§ Provided data:
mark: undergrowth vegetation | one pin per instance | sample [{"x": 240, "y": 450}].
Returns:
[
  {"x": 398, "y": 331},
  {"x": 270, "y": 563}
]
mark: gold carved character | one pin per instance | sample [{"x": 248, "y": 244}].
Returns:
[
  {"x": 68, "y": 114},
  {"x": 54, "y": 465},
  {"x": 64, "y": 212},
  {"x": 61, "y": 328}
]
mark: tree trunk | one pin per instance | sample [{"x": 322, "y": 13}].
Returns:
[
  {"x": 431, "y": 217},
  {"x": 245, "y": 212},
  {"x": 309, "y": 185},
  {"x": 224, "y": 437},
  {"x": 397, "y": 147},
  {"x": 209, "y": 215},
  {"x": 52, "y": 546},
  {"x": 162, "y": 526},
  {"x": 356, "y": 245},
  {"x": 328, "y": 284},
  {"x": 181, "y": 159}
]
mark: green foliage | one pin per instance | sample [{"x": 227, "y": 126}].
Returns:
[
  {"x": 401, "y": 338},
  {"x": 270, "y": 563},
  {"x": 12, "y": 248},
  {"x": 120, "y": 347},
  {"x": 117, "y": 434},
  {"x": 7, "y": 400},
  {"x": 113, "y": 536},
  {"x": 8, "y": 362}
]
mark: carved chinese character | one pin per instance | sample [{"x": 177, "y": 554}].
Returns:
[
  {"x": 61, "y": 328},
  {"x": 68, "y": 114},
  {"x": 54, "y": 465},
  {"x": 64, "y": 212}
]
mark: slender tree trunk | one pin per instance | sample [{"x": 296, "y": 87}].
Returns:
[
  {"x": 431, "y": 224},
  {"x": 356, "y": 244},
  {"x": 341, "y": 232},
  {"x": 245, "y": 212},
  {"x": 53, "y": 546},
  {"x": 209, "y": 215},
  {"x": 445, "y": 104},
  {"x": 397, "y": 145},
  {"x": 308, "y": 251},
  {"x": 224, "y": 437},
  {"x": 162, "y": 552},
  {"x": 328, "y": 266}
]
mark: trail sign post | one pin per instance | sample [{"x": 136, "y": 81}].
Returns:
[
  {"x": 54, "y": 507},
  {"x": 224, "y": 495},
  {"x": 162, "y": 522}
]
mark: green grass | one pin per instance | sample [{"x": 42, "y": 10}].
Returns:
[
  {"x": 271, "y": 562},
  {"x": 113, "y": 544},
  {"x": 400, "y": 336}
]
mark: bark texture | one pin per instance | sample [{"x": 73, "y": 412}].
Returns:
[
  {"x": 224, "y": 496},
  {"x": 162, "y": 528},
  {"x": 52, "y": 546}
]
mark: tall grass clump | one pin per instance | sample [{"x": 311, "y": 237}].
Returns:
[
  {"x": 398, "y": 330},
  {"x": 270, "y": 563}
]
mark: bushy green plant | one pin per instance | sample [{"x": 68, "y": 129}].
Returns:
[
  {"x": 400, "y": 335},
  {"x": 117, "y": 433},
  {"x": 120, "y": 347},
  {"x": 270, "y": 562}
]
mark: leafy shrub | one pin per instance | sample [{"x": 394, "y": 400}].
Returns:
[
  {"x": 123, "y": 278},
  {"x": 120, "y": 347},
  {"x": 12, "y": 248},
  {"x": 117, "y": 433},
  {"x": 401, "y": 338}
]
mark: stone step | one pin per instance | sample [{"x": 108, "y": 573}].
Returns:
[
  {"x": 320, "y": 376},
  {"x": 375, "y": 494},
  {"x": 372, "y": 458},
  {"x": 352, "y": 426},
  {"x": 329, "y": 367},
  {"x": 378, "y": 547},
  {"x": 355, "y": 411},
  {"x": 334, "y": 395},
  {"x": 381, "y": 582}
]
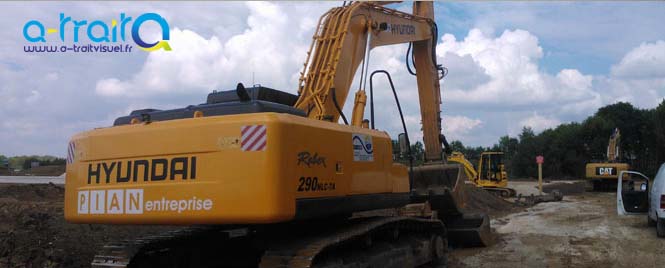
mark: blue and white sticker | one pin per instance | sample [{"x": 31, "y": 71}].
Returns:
[{"x": 363, "y": 150}]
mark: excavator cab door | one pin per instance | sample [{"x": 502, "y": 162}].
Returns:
[{"x": 632, "y": 193}]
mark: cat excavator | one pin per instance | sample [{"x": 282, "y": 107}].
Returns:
[
  {"x": 603, "y": 175},
  {"x": 258, "y": 177},
  {"x": 490, "y": 174}
]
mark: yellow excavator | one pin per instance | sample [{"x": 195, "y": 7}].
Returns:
[
  {"x": 263, "y": 178},
  {"x": 490, "y": 174},
  {"x": 604, "y": 175}
]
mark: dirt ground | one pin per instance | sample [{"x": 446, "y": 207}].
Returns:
[
  {"x": 583, "y": 230},
  {"x": 33, "y": 232}
]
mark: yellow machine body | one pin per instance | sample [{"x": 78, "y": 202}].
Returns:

§ Work instructions:
Line by line, give the material above again exactly, but without any pictures.

§ Your solution:
mark: undergrowth vegetation | one pin per instance | sample [{"x": 240, "y": 450}].
Returns:
[
  {"x": 398, "y": 331},
  {"x": 270, "y": 563}
]
mark: gold carved character | one pin per instance | sample [{"x": 248, "y": 244}].
Returns:
[
  {"x": 68, "y": 114},
  {"x": 54, "y": 465},
  {"x": 64, "y": 212},
  {"x": 61, "y": 328}
]
mark: tree trunk | one pin per instance | sample [{"x": 322, "y": 13}].
Returns:
[
  {"x": 431, "y": 217},
  {"x": 245, "y": 212},
  {"x": 309, "y": 185},
  {"x": 224, "y": 437},
  {"x": 397, "y": 147},
  {"x": 209, "y": 215},
  {"x": 52, "y": 546},
  {"x": 162, "y": 526},
  {"x": 356, "y": 245},
  {"x": 328, "y": 284},
  {"x": 181, "y": 159}
]
mark: green foliage | one pin per instance | sample [{"x": 227, "y": 126}].
Returns:
[
  {"x": 401, "y": 338},
  {"x": 270, "y": 563},
  {"x": 12, "y": 248},
  {"x": 120, "y": 347},
  {"x": 117, "y": 434},
  {"x": 7, "y": 400},
  {"x": 113, "y": 536},
  {"x": 8, "y": 362}
]
mark: carved chinese character | one pin per instance | sample [{"x": 177, "y": 554}].
Returns:
[
  {"x": 61, "y": 328},
  {"x": 68, "y": 114},
  {"x": 54, "y": 465},
  {"x": 64, "y": 212}
]
mark: slender tree trunk | one pin per instance | sample [{"x": 296, "y": 87}].
Returns:
[
  {"x": 431, "y": 224},
  {"x": 356, "y": 244},
  {"x": 341, "y": 232},
  {"x": 245, "y": 212},
  {"x": 53, "y": 546},
  {"x": 209, "y": 215},
  {"x": 445, "y": 104},
  {"x": 397, "y": 145},
  {"x": 308, "y": 251},
  {"x": 224, "y": 437},
  {"x": 162, "y": 552},
  {"x": 328, "y": 266}
]
mark: trail sign post | one pin per instance | sample [{"x": 136, "y": 81}].
Returns:
[
  {"x": 54, "y": 507},
  {"x": 224, "y": 495},
  {"x": 162, "y": 522}
]
mark: green grass | one pin per instance | sample [{"x": 42, "y": 10}].
Returns:
[
  {"x": 271, "y": 562},
  {"x": 113, "y": 544},
  {"x": 400, "y": 336}
]
mark: bark texture | one pin per instance | sample [{"x": 73, "y": 412}].
Returns:
[
  {"x": 224, "y": 496},
  {"x": 162, "y": 528},
  {"x": 52, "y": 546}
]
mark: tall grass clump | one pin per instance | sample [{"x": 311, "y": 237}].
Returns:
[
  {"x": 398, "y": 330},
  {"x": 270, "y": 563}
]
mark: bushy green plant | one pin per instance | sample [{"x": 68, "y": 129}].
Returns:
[
  {"x": 400, "y": 335},
  {"x": 117, "y": 433},
  {"x": 120, "y": 347},
  {"x": 270, "y": 562}
]
mark: leafy shrub | one pin per instance | sample [{"x": 394, "y": 400}].
Returns:
[
  {"x": 123, "y": 278},
  {"x": 120, "y": 347},
  {"x": 12, "y": 248},
  {"x": 117, "y": 433},
  {"x": 401, "y": 338}
]
mark: stone step | one pin per instance | sample [{"x": 108, "y": 573}].
Returns:
[
  {"x": 320, "y": 376},
  {"x": 375, "y": 494},
  {"x": 372, "y": 458},
  {"x": 352, "y": 426},
  {"x": 329, "y": 367},
  {"x": 378, "y": 547},
  {"x": 355, "y": 411},
  {"x": 334, "y": 395},
  {"x": 381, "y": 582}
]
mark: blue and white sticker | one pin per instance | sample [{"x": 31, "y": 71}].
Returns:
[{"x": 363, "y": 150}]
mark: excavator cab door | one pin per instance | sample [{"x": 502, "y": 162}].
Returns:
[{"x": 632, "y": 193}]
mark: cat excavator | one pin per instance | sample [{"x": 282, "y": 107}].
Returns:
[
  {"x": 603, "y": 175},
  {"x": 258, "y": 177},
  {"x": 490, "y": 174}
]
mark: yellow excavator | one pin per instance | sample [{"x": 195, "y": 7}].
Returns:
[
  {"x": 263, "y": 178},
  {"x": 490, "y": 174},
  {"x": 604, "y": 175}
]
mark: dirt ground | one pin per instance | sample [{"x": 446, "y": 207}].
Returns:
[
  {"x": 583, "y": 230},
  {"x": 33, "y": 232}
]
mark: yellow machine body | one pin per instance | sample [{"x": 78, "y": 202}].
Returns:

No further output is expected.